### [Stored data entries]

========================================

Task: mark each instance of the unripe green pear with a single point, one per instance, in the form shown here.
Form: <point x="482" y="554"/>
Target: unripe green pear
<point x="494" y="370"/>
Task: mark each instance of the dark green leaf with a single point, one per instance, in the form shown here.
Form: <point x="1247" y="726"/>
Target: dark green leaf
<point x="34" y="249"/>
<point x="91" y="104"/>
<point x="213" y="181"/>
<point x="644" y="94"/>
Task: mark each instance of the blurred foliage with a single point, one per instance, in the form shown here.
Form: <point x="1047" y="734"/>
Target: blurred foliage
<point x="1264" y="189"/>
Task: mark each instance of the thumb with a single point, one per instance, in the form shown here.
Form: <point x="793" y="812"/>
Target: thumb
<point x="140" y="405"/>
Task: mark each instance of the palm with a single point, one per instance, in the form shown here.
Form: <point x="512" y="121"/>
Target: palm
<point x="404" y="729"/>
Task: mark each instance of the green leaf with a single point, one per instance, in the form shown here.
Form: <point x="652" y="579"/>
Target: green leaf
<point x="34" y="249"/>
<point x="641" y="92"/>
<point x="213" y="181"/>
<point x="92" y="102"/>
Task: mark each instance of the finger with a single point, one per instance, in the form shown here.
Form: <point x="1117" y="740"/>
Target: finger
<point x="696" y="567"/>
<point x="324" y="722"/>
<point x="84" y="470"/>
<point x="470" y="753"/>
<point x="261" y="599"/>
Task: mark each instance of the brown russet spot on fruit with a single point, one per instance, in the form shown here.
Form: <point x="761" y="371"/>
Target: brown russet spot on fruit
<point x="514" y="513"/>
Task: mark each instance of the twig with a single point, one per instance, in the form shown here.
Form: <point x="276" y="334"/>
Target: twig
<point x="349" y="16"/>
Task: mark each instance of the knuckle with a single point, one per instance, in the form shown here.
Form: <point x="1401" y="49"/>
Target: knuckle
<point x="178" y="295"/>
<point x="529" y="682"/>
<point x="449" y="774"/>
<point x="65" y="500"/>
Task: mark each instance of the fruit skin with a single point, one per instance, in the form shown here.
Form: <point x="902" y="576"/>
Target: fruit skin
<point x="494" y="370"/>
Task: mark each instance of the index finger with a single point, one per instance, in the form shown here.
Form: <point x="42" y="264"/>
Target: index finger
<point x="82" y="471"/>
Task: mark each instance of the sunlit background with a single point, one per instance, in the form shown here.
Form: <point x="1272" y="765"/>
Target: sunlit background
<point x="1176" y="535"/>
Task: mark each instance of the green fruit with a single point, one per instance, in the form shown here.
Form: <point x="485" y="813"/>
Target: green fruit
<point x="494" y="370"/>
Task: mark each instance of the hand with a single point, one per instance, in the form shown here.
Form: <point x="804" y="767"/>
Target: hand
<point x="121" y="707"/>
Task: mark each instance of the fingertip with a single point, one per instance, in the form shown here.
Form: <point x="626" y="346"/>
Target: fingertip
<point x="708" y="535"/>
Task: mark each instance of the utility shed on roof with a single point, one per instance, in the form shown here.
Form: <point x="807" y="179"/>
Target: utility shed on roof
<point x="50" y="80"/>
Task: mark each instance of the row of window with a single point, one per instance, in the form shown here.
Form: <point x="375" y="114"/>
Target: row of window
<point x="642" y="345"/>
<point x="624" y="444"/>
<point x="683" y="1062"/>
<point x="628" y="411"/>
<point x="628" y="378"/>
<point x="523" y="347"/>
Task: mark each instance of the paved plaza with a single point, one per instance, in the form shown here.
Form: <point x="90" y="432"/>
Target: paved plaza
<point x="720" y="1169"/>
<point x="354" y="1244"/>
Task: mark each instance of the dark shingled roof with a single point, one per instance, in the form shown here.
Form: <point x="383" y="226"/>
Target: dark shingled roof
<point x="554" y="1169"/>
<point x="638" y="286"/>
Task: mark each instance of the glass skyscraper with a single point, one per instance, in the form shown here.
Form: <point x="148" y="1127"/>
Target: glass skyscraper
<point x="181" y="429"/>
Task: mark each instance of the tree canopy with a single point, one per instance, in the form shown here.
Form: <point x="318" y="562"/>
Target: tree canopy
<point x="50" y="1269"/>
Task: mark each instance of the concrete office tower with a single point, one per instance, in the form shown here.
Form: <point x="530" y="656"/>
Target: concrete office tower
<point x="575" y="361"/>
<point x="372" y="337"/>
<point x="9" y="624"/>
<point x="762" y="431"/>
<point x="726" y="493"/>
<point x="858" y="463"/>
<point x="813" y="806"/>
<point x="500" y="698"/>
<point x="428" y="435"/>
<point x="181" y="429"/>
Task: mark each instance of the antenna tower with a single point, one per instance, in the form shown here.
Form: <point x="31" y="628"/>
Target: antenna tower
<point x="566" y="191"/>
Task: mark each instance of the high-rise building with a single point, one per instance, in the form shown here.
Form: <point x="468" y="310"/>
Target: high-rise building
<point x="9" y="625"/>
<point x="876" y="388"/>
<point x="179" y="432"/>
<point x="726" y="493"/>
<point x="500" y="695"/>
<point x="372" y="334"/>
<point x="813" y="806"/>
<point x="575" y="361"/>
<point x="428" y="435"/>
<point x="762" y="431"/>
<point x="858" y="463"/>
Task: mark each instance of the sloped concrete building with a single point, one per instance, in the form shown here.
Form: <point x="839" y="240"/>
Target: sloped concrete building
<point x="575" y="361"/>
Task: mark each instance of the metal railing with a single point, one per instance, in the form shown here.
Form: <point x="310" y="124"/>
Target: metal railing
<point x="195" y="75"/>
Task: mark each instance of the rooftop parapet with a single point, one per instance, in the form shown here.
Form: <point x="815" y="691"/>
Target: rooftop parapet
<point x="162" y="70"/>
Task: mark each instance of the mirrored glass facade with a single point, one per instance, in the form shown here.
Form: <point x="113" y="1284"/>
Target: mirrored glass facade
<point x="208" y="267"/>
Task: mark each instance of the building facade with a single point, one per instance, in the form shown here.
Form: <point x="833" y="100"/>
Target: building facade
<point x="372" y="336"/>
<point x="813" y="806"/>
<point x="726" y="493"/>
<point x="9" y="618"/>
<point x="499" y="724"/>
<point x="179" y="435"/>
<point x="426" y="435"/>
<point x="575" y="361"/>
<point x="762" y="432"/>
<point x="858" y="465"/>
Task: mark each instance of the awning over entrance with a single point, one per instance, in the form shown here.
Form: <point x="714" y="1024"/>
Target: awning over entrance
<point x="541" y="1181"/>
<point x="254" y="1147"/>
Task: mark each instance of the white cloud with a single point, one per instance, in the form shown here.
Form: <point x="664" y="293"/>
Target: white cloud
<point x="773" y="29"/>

========================================

### [Task to complete]
Reproduce, exactly as they stand in the data above, the lines from the one that holds "Task: mark each instance of the index" to the one that holds "Task: mark each instance of the row", inclusive.

### [Response for this exercise]
Task: mark each instance of the index finger with a single point, one per instance, in the form shown here.
Form: <point x="42" y="264"/>
Target: index finger
<point x="82" y="471"/>
Task: mark each instance of the sunlit background with a single point, one per instance, in the form shown here.
Form: <point x="1272" y="765"/>
Target: sunlit background
<point x="1176" y="535"/>
Task: mark each instance of the green fruit with a single point, one per instance, in the form shown here.
Form: <point x="485" y="813"/>
Target: green fruit
<point x="494" y="370"/>
Task: mark each instance of the hand with a single point, one per instance, in the form shown here.
Form: <point x="804" y="767"/>
Target: hand
<point x="121" y="707"/>
Task: mark each instance of the fingertip with a single point, one per instance, in the form shown here.
Form: <point x="626" y="346"/>
Target: fingertip
<point x="708" y="535"/>
Task: mark each instance of the utility shed on roof with a single point, one per instance, in the form shown here.
Form: <point x="807" y="179"/>
Target: utility shed on roof
<point x="50" y="80"/>
Task: mark each instance of the row of window with a single point, one per instance, in the form shown here.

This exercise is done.